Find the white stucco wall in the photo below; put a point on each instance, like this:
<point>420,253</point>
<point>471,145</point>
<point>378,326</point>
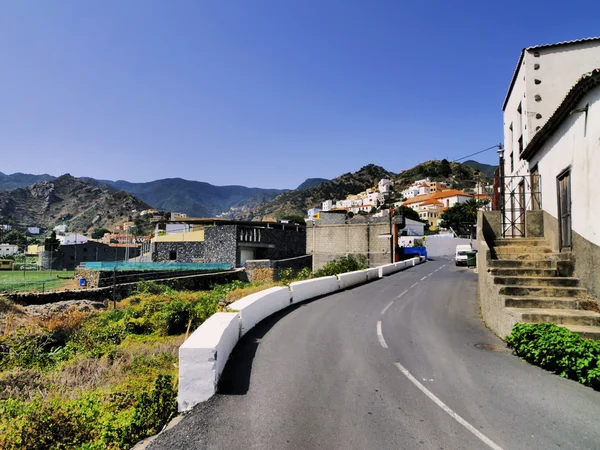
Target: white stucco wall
<point>558,69</point>
<point>576,143</point>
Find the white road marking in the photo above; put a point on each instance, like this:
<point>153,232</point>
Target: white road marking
<point>386,308</point>
<point>448,410</point>
<point>380,335</point>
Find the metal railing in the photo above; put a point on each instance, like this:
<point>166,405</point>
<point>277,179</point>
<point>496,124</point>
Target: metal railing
<point>516,195</point>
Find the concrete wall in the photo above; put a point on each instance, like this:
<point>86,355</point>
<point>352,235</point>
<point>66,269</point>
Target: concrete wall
<point>329,242</point>
<point>260,305</point>
<point>202,358</point>
<point>557,69</point>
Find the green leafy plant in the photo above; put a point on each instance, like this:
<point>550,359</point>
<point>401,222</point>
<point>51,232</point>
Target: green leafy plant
<point>559,350</point>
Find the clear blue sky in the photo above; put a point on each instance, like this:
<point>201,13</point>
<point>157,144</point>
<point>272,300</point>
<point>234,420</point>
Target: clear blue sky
<point>261,93</point>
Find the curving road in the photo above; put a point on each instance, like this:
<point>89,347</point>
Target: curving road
<point>388,365</point>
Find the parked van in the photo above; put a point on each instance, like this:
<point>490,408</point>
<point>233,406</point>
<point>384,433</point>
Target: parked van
<point>461,254</point>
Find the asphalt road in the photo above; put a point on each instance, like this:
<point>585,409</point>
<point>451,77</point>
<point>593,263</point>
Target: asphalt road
<point>394,364</point>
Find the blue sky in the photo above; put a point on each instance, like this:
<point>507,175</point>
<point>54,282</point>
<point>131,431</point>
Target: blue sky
<point>261,93</point>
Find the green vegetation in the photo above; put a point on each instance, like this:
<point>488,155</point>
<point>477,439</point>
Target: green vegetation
<point>559,350</point>
<point>462,217</point>
<point>99,380</point>
<point>33,280</point>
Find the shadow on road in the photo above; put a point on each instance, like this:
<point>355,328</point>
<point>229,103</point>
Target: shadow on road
<point>235,379</point>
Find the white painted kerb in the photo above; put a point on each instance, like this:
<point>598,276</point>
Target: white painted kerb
<point>307,289</point>
<point>202,358</point>
<point>256,307</point>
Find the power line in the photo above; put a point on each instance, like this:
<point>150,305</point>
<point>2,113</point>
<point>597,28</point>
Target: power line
<point>477,153</point>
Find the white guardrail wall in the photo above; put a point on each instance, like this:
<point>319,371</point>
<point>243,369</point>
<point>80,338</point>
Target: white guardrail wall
<point>203,355</point>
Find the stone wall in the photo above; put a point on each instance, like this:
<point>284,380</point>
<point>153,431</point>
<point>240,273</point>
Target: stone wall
<point>329,242</point>
<point>221,244</point>
<point>184,251</point>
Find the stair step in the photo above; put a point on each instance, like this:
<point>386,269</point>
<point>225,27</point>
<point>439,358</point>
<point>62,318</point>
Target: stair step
<point>542,291</point>
<point>514,249</point>
<point>548,303</point>
<point>557,316</point>
<point>526,256</point>
<point>537,281</point>
<point>531,263</point>
<point>587,331</point>
<point>523,271</point>
<point>533,242</point>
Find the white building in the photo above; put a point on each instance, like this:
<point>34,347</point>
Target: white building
<point>542,78</point>
<point>8,250</point>
<point>61,228</point>
<point>553,151</point>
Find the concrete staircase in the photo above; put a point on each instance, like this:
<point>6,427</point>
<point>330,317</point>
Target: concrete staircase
<point>525,270</point>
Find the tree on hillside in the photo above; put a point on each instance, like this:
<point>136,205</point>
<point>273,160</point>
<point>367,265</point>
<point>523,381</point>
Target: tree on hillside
<point>51,244</point>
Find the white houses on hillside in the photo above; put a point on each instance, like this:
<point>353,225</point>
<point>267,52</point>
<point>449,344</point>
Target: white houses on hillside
<point>552,150</point>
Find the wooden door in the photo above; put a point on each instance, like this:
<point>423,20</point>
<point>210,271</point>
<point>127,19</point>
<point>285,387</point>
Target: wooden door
<point>564,209</point>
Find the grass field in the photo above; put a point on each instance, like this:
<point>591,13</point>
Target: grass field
<point>30,280</point>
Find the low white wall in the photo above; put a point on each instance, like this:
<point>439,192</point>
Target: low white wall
<point>373,274</point>
<point>255,307</point>
<point>202,358</point>
<point>203,355</point>
<point>350,279</point>
<point>388,269</point>
<point>307,289</point>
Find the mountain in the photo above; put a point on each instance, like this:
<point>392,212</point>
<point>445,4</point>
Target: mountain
<point>297,202</point>
<point>195,198</point>
<point>79,203</point>
<point>457,175</point>
<point>485,169</point>
<point>310,182</point>
<point>17,180</point>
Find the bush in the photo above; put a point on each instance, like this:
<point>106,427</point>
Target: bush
<point>347,263</point>
<point>559,350</point>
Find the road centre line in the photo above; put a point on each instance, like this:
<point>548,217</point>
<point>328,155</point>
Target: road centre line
<point>380,335</point>
<point>447,409</point>
<point>388,305</point>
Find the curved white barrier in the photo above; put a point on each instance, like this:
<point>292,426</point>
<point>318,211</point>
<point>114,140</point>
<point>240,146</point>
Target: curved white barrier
<point>307,289</point>
<point>350,279</point>
<point>202,358</point>
<point>203,355</point>
<point>255,307</point>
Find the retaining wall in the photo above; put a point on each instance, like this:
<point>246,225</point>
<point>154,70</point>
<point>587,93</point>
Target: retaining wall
<point>203,356</point>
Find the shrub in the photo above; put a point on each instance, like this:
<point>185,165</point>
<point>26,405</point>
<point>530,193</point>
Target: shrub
<point>347,263</point>
<point>559,350</point>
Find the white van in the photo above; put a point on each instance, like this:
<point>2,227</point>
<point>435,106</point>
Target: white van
<point>461,254</point>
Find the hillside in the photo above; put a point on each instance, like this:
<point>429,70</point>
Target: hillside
<point>17,180</point>
<point>310,182</point>
<point>79,203</point>
<point>297,202</point>
<point>195,198</point>
<point>457,175</point>
<point>485,169</point>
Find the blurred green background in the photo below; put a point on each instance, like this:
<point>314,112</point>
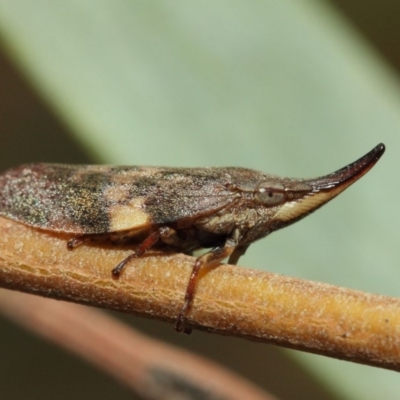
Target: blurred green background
<point>290,88</point>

- - -

In the listing above, locate the line containing "Target: curving road" and the line containing "<point>243,369</point>". Transcribe those two lines and everything between them, exactly as written.

§ **Answer for this exercise**:
Target: curving road
<point>388,365</point>
Find the parked van in the photo above; put a point on each instance, like this:
<point>490,408</point>
<point>233,406</point>
<point>384,433</point>
Target: parked van
<point>461,254</point>
Find the asphalt road in the photo above; put a point on each instance, like this:
<point>585,409</point>
<point>451,77</point>
<point>593,263</point>
Target: asphalt road
<point>394,364</point>
Find the blue sky in the photo above; put a point on each instance, like this:
<point>507,175</point>
<point>54,282</point>
<point>131,431</point>
Target: blue sky
<point>261,93</point>
Find the green vegetation in the photo above; put a point on each instance, like this:
<point>488,155</point>
<point>477,439</point>
Target: green vegetation
<point>559,350</point>
<point>462,217</point>
<point>99,380</point>
<point>33,280</point>
Find the shadow on road in the photo above; put a point on each instance, like this:
<point>355,328</point>
<point>229,103</point>
Target: shadow on road
<point>235,379</point>
Find the white painted kerb in the photo above; put a point on each instance, like this:
<point>598,276</point>
Target: white painted kerb
<point>307,289</point>
<point>202,358</point>
<point>256,307</point>
Find the power line in the photo above; put a point on each instance, like this:
<point>150,305</point>
<point>2,113</point>
<point>597,28</point>
Target: power line
<point>477,153</point>
Find the white guardrail wall in the photo above; put a point on each instance, like this:
<point>319,371</point>
<point>243,369</point>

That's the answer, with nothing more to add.